- _Brief_:
Extract every line in the entries that contains the word "light", and list those lines in their original order.

- _Material shown_:
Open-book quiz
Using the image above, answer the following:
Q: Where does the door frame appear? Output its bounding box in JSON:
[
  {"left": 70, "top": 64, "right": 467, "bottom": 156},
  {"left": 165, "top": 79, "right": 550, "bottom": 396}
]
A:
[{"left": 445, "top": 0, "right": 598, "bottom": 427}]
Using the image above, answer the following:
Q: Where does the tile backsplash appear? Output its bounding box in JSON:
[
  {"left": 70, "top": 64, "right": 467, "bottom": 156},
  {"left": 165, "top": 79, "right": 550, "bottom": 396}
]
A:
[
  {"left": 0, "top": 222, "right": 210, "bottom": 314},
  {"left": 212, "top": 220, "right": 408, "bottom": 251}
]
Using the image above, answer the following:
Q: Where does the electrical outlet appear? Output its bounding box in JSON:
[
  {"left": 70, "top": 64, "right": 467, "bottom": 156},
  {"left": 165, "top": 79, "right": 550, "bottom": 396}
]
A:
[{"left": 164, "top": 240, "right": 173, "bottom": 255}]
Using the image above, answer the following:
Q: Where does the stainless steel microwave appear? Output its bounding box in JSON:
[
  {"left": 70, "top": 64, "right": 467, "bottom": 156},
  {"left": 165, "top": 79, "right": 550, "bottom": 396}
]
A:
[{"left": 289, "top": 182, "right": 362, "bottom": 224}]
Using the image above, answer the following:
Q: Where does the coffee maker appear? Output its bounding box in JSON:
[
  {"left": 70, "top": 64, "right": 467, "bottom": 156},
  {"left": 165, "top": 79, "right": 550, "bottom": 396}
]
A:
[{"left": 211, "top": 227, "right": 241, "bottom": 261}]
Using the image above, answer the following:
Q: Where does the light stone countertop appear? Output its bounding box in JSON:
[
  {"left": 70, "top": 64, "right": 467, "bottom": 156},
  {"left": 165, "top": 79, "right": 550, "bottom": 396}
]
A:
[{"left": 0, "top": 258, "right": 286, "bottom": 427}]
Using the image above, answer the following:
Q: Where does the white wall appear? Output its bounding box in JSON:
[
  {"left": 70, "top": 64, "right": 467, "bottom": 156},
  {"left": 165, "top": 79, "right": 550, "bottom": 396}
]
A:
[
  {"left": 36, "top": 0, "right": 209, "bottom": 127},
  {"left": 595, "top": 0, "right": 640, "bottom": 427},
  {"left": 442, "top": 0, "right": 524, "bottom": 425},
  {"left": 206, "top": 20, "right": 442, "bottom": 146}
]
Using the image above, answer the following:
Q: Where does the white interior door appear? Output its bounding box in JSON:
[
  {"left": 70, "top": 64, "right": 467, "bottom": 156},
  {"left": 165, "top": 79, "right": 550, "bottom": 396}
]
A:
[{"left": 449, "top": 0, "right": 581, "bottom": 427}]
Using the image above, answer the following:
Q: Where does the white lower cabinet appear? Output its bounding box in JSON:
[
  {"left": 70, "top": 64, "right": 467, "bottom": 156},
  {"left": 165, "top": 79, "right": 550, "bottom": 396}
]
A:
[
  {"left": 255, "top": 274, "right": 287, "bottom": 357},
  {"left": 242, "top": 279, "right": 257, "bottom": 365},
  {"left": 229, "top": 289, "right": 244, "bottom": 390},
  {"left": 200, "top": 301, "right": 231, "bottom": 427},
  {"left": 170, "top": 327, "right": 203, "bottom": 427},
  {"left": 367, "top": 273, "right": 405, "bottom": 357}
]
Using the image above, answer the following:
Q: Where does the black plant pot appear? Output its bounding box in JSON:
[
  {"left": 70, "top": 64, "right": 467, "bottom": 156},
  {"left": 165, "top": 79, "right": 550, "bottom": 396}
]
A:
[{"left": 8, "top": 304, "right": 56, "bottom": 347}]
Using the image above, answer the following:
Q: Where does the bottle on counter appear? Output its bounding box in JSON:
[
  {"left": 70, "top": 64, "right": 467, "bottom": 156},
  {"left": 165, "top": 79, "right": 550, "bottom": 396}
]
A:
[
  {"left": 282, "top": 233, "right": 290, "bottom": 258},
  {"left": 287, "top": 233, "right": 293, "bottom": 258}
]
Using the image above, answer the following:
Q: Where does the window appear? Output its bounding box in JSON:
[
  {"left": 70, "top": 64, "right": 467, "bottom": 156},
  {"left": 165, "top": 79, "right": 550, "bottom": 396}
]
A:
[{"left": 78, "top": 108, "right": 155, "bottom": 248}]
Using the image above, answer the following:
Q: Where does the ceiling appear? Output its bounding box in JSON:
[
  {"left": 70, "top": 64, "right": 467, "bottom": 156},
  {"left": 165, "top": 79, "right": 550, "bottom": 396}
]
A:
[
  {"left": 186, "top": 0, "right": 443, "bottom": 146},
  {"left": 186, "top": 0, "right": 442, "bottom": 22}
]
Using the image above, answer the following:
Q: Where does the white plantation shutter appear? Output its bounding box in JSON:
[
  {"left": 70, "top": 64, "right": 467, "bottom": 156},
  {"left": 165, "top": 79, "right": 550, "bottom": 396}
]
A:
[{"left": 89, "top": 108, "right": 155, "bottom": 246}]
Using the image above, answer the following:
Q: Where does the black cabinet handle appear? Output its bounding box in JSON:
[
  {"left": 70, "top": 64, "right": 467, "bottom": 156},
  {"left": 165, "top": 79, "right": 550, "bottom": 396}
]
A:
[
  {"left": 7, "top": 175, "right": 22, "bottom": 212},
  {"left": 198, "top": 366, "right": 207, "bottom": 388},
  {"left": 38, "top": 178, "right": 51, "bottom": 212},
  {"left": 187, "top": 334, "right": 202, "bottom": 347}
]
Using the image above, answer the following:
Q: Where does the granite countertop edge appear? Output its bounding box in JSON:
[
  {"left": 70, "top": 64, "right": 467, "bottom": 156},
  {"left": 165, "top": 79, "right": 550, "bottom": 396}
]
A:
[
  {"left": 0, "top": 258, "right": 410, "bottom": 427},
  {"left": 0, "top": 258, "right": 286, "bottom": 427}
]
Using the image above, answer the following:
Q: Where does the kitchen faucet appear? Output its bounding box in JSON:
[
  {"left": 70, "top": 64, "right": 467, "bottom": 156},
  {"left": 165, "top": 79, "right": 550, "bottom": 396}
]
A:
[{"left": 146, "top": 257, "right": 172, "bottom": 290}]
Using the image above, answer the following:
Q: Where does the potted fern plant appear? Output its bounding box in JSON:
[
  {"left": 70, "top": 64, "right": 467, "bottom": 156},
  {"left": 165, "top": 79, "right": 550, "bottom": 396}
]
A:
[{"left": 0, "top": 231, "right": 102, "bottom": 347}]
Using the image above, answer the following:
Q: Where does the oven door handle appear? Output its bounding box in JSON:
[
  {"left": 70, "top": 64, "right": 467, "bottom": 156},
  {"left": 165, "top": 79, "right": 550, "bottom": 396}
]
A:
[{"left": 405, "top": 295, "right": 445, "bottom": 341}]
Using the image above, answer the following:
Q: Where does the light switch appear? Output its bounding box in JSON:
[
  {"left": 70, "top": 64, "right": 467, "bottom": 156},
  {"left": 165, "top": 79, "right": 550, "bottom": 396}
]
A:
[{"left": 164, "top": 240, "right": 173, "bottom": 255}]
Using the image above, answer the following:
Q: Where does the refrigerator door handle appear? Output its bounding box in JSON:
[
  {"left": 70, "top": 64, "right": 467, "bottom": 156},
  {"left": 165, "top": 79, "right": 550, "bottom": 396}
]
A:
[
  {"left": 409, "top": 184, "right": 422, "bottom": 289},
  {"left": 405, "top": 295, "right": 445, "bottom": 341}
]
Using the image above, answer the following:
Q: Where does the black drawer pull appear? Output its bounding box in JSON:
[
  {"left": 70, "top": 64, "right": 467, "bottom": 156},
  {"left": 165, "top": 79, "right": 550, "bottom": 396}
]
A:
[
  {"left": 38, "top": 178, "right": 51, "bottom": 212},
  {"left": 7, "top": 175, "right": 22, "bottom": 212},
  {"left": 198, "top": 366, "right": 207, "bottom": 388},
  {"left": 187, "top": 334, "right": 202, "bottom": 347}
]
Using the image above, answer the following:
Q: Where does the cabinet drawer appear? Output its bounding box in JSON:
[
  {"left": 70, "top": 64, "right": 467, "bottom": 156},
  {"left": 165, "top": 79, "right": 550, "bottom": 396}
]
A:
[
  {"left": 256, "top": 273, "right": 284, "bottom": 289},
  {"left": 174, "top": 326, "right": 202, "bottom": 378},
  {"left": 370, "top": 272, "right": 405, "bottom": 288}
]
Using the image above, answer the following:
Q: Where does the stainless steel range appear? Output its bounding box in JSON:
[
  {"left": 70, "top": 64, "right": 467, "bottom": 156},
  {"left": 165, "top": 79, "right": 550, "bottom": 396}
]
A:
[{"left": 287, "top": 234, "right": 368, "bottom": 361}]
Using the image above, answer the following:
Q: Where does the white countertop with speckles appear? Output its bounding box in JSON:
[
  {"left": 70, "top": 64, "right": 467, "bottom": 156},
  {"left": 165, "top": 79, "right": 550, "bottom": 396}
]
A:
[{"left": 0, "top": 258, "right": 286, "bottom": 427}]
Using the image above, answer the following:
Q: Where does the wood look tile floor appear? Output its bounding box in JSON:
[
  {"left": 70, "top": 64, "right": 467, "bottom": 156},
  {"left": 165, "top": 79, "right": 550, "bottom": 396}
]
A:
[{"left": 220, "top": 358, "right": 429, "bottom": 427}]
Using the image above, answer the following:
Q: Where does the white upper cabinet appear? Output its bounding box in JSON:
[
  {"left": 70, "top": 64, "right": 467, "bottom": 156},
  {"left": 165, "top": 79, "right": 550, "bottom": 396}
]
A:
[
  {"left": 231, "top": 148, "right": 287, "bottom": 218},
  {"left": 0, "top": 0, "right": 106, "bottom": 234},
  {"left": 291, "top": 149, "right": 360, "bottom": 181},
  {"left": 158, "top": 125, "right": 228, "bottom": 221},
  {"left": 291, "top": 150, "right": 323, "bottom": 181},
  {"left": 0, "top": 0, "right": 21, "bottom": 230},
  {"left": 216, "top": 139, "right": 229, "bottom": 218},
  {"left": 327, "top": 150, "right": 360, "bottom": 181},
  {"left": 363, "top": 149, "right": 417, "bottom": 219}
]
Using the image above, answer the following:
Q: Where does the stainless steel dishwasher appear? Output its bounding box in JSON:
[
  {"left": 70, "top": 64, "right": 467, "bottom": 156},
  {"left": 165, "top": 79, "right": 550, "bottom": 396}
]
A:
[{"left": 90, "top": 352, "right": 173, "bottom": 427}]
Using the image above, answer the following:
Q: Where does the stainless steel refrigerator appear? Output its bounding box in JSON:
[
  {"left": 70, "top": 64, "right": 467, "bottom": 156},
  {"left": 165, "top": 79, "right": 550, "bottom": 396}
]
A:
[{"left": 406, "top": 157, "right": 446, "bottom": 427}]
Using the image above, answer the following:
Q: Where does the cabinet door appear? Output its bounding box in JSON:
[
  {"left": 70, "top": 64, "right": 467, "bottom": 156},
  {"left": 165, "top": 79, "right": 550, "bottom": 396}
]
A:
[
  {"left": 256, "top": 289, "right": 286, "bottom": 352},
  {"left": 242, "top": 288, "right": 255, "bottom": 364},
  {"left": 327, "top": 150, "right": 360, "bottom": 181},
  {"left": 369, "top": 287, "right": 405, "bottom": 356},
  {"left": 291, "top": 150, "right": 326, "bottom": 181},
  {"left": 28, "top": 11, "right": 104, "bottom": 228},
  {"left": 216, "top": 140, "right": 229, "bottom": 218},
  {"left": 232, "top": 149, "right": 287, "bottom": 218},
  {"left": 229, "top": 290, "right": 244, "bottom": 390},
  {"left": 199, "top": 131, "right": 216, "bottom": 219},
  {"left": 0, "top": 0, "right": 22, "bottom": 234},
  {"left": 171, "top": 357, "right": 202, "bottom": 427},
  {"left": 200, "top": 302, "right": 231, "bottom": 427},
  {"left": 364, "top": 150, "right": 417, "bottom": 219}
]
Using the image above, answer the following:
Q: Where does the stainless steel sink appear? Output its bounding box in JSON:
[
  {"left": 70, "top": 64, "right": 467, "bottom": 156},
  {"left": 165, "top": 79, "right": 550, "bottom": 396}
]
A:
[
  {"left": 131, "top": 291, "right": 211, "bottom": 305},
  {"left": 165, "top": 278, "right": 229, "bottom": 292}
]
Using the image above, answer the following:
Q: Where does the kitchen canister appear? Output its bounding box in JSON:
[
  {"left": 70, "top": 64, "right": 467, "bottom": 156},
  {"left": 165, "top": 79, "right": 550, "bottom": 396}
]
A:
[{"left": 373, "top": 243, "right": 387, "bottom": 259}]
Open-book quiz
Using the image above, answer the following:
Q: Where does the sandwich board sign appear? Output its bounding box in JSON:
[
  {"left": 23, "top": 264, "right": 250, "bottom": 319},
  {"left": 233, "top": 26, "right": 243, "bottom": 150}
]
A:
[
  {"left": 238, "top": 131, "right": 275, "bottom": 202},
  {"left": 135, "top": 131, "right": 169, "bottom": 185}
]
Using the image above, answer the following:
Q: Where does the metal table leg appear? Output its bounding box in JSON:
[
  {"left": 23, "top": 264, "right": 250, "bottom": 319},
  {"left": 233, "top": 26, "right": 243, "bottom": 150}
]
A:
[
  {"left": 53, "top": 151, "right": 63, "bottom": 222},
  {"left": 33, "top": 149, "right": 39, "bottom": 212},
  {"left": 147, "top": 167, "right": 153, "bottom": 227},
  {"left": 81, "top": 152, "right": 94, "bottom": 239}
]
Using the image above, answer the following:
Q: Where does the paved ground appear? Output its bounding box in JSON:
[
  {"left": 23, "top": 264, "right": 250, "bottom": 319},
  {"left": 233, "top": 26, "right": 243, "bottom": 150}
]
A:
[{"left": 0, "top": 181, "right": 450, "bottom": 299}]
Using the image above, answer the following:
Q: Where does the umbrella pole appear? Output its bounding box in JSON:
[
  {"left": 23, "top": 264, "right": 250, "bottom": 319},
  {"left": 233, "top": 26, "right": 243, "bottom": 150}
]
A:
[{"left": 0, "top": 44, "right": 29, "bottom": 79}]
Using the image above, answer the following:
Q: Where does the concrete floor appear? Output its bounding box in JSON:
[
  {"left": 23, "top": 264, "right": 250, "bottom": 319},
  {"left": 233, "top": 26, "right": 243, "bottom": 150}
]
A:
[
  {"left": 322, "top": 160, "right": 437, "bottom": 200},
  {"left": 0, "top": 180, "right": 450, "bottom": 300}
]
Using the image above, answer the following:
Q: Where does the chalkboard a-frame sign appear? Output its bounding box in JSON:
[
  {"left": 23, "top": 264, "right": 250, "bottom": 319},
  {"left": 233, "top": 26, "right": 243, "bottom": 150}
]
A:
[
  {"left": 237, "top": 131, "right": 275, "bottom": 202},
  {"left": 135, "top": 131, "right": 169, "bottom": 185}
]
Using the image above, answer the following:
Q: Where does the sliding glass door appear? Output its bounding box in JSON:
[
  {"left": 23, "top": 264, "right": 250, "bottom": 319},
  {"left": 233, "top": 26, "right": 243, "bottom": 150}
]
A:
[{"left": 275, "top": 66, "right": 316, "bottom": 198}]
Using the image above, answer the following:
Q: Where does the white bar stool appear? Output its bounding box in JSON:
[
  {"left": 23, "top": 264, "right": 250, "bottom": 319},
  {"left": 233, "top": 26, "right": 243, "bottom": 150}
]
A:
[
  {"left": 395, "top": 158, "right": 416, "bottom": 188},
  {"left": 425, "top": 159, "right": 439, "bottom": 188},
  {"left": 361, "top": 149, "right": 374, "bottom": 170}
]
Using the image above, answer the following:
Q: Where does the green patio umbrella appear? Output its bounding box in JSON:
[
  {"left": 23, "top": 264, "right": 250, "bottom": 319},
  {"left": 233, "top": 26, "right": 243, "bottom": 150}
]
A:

- _Output of the task_:
Q: Where does the light stone countertop appear? Output its bounding box in JSON:
Q: Where does the light switch appear? Output its bounding box in JSON:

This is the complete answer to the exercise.